## Text shown
------------------------
Resident Virus - what it is, how it spreads in memory, and how to detect and prevent it

Resident Virus

What it is

A resident virus is malware that loads part of itself into memory (RAM) and stays active after the original infected file has closed. Because its code hooks into system functions, it can silently infect other files as they are opened or copied, intercept disk or file operations, and re-trigger on every boot. This memory-resident behavior lets the virus spread and interfere with normal activity across the whole system.

Why it matters

Once resident, the virus can reinfect cleaned files, corrupt programs, slow the system, and hide from simple on-demand scans. Cleanup is harder because the active memory component can restore deleted parts.

How it works 

  • Load: an infected file runs once, placing the replication module in RAM.

  • Hook: the virus attaches to OS/file-system routines (open, copy, execute).

  • Infect: as files are accessed, the virus inserts its code into new hosts.

  • Persist: reactivates on startup or when certain processes launch.
------------------------
## Input data
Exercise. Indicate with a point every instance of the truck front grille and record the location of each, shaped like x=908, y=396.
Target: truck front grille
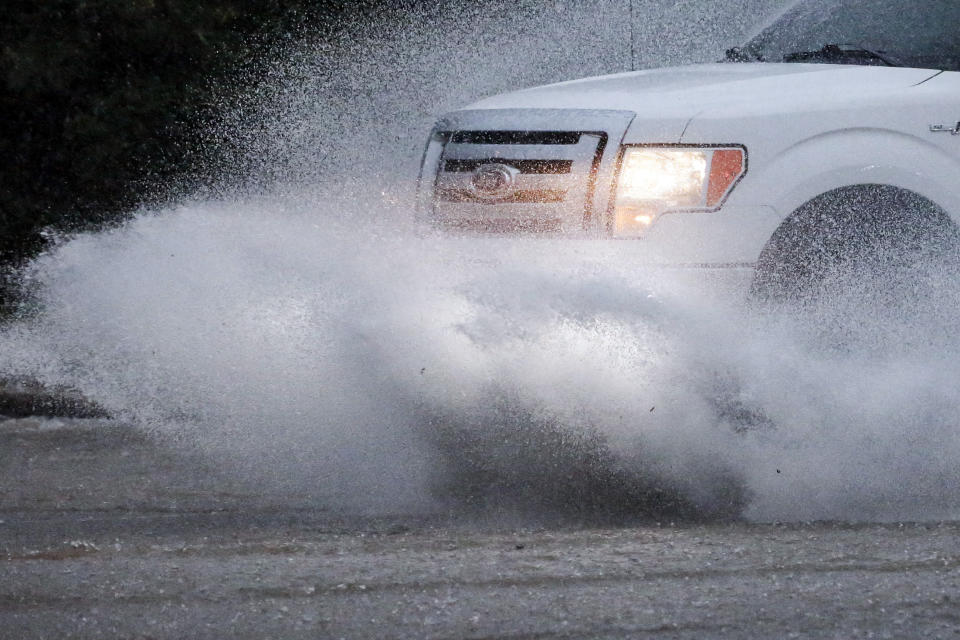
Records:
x=549, y=178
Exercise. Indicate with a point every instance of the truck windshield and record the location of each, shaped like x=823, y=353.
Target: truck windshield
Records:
x=918, y=33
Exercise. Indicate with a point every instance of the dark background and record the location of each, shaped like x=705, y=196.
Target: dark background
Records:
x=104, y=104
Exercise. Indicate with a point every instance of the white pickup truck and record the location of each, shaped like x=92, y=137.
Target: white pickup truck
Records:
x=830, y=138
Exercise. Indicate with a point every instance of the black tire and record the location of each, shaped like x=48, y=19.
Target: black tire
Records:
x=853, y=235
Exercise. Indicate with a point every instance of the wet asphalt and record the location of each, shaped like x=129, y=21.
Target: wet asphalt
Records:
x=106, y=532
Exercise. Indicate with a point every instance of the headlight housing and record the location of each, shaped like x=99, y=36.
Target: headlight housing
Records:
x=654, y=180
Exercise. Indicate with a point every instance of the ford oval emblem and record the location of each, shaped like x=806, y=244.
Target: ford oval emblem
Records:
x=493, y=180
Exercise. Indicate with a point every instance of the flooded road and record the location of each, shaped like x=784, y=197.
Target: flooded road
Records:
x=110, y=533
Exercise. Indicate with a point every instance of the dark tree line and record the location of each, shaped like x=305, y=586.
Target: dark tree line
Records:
x=104, y=103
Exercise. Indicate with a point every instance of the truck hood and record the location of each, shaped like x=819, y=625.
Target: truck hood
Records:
x=680, y=93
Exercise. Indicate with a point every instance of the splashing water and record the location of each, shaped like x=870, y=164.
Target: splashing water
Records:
x=320, y=344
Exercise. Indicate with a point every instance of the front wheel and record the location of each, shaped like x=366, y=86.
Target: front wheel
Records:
x=863, y=262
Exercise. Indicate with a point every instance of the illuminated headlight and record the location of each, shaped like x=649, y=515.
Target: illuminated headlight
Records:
x=656, y=180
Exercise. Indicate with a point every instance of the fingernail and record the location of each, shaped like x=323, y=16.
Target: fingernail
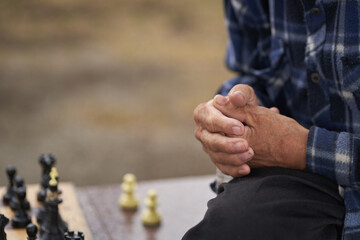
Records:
x=239, y=146
x=239, y=93
x=242, y=172
x=237, y=130
x=221, y=100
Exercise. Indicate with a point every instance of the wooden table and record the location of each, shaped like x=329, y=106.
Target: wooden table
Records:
x=182, y=204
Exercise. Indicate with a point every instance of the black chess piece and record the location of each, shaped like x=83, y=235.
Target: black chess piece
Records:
x=47, y=161
x=31, y=231
x=52, y=226
x=10, y=193
x=21, y=218
x=3, y=221
x=52, y=194
x=74, y=236
x=19, y=183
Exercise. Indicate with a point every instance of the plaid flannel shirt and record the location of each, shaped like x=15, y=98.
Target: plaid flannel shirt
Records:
x=303, y=56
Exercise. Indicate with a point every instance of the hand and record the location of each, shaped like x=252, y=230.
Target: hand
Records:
x=220, y=135
x=276, y=139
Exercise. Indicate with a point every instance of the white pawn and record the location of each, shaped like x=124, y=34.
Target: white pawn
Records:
x=150, y=217
x=128, y=200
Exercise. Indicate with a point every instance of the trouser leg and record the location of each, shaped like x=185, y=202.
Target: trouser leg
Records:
x=273, y=203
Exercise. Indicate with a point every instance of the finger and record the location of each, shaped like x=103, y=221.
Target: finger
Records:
x=235, y=172
x=210, y=118
x=230, y=110
x=275, y=109
x=217, y=142
x=242, y=94
x=233, y=160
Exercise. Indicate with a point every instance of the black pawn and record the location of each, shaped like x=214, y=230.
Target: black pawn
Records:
x=31, y=231
x=3, y=221
x=52, y=228
x=19, y=183
x=47, y=161
x=10, y=193
x=74, y=236
x=21, y=218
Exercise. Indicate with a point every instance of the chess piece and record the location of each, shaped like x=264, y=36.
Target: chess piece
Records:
x=47, y=161
x=150, y=216
x=55, y=174
x=21, y=218
x=73, y=236
x=52, y=226
x=127, y=200
x=31, y=231
x=10, y=193
x=3, y=221
x=19, y=183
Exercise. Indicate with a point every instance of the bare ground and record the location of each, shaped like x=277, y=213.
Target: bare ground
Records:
x=109, y=87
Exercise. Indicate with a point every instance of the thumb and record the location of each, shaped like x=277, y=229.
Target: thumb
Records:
x=241, y=95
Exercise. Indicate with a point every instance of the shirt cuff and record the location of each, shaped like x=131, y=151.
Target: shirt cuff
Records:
x=330, y=154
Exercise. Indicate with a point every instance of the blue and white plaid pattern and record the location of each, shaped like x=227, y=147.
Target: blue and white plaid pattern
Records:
x=303, y=56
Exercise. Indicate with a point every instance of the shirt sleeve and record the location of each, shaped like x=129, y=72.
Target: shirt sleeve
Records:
x=248, y=51
x=334, y=155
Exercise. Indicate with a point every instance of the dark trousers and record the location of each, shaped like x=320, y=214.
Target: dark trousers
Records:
x=273, y=203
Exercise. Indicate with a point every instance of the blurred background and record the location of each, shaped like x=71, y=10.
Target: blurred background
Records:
x=109, y=87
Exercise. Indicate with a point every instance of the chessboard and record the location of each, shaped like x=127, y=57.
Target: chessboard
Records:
x=70, y=211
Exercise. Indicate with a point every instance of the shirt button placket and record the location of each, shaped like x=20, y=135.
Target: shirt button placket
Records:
x=315, y=77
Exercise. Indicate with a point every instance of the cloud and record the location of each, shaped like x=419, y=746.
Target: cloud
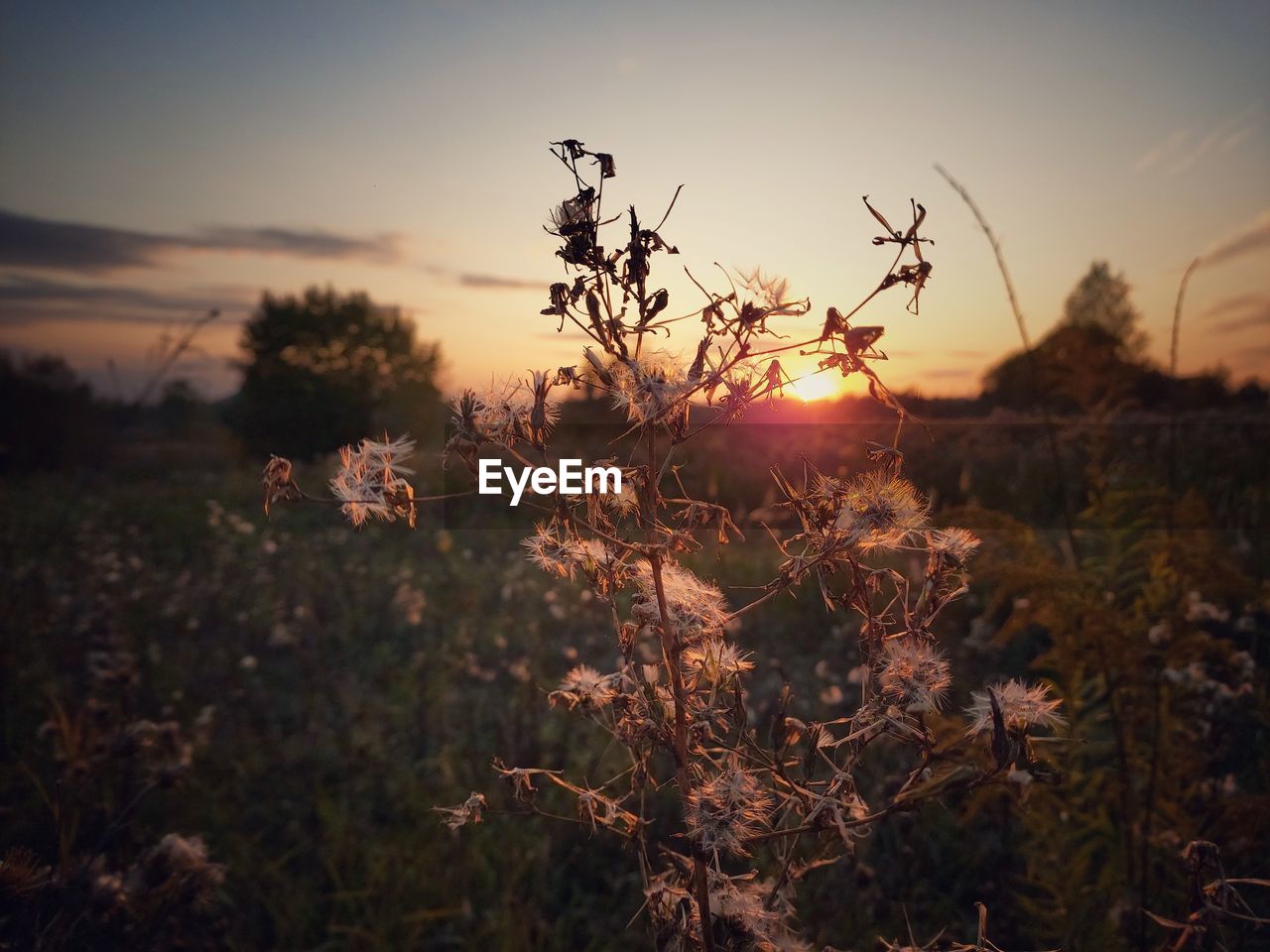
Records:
x=30, y=241
x=1180, y=149
x=26, y=298
x=1248, y=309
x=1251, y=239
x=497, y=282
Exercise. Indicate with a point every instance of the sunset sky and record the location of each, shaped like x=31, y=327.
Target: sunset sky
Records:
x=162, y=159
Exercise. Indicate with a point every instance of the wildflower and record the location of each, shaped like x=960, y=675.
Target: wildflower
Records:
x=278, y=480
x=913, y=673
x=726, y=810
x=370, y=481
x=471, y=810
x=554, y=553
x=584, y=687
x=754, y=909
x=649, y=389
x=1021, y=707
x=697, y=608
x=716, y=660
x=880, y=511
x=180, y=865
x=953, y=544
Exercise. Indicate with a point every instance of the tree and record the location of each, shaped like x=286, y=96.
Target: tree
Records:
x=1101, y=299
x=322, y=370
x=1092, y=358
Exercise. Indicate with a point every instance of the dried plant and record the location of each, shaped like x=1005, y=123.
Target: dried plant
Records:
x=785, y=801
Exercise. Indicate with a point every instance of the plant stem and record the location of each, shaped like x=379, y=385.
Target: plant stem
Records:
x=671, y=657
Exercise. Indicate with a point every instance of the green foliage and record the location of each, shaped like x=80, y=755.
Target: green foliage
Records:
x=322, y=370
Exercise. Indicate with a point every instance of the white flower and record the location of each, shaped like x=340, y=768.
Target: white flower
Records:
x=716, y=660
x=725, y=810
x=913, y=673
x=371, y=483
x=584, y=687
x=695, y=607
x=955, y=544
x=648, y=389
x=879, y=511
x=1021, y=706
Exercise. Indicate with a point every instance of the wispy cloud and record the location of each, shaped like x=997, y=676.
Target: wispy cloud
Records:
x=26, y=298
x=498, y=282
x=30, y=241
x=1241, y=312
x=1182, y=149
x=1251, y=239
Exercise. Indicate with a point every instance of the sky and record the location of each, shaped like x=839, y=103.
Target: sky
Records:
x=159, y=159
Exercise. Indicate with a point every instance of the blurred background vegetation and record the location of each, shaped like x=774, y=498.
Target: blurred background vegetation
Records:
x=291, y=697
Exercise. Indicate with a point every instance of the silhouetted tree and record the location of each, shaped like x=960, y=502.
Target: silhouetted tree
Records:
x=1101, y=299
x=1091, y=359
x=50, y=419
x=322, y=370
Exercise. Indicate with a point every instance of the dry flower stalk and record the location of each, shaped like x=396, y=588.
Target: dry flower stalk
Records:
x=684, y=717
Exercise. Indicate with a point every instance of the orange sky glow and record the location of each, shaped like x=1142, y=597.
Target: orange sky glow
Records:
x=160, y=162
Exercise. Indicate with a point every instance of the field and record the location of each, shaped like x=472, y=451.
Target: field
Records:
x=300, y=696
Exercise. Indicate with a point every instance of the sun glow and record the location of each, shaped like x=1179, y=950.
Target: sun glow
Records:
x=816, y=388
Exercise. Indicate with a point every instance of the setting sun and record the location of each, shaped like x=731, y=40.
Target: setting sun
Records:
x=816, y=388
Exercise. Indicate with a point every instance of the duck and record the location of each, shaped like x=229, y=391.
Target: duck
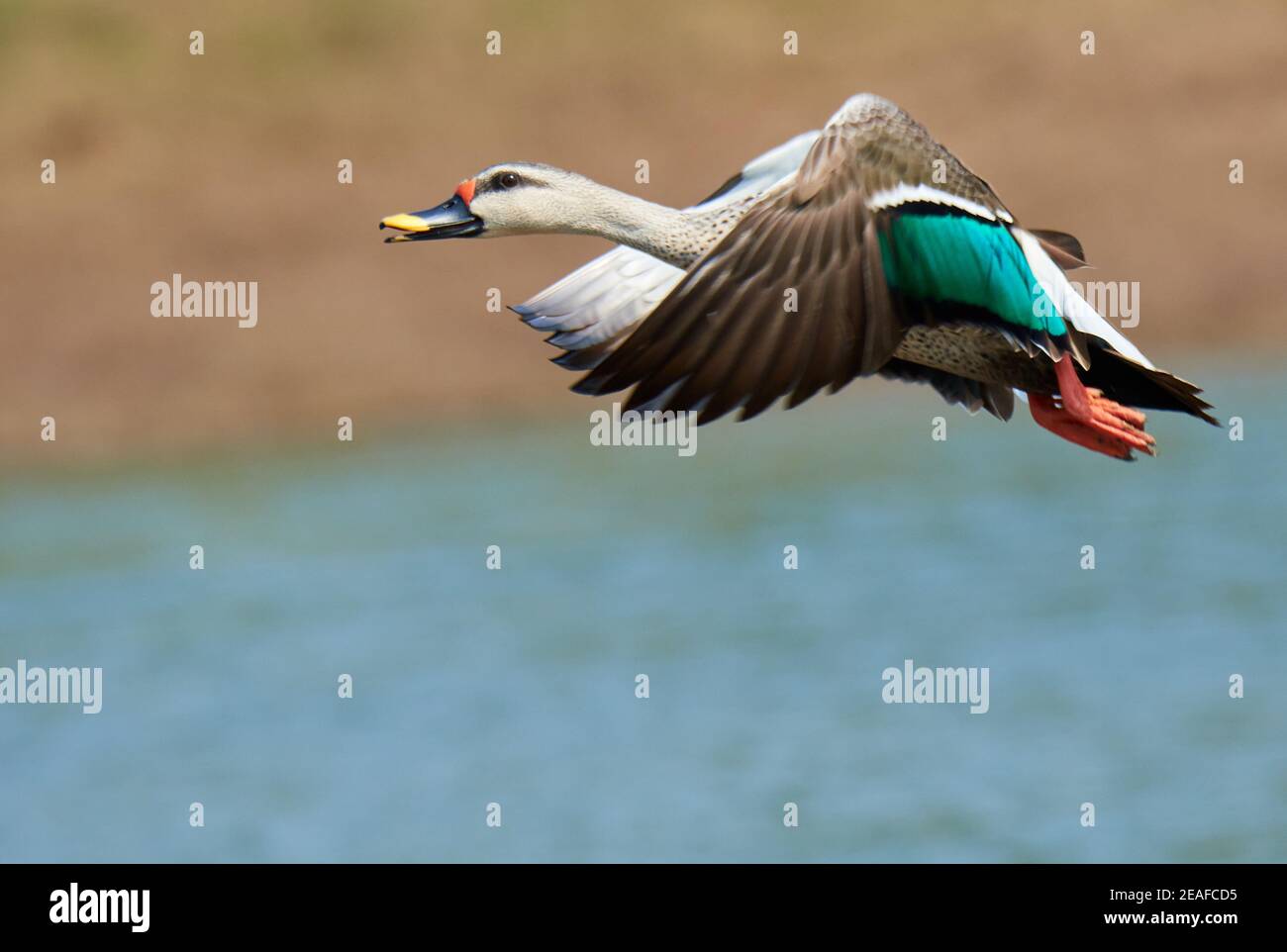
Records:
------------------------
## What you will do
a – Answer the following questions using the text on resident viruses.
(i) Into what does a resident virus load part of itself?
(ii) What makes cleanup harder once the virus is resident?
(iii) Which routines does the virus attach to during the step labeled "Hook"?
b – Go on with the text on resident viruses from the point where it stops.

## Results in order
a –
(i) Into memory (RAM).
(ii) The active memory component can restore deleted parts.
(iii) OS/file-system routines: open, copy and execute.

b –
Red flags

  • Cleaned files become re-infected after reboot.

  • AV detections jump across many executables in one session.

  • Unusual file sizes or sudden “unknown publisher” warnings on trusted apps.

  • System sluggishness plus recurring alerts in Temp/AppData paths.

Prevent it

  • Keep OS and security tools updated; enable real-time protection.

  • If detected, isolate the machine, boot into Safe Mode or a trusted recovery environment, and run a full scan.

  • Replace infected system files from known-good sources or backups; consider reimage if infections are widespread.

  • Disable autorun on removable media and avoid running unknown executables.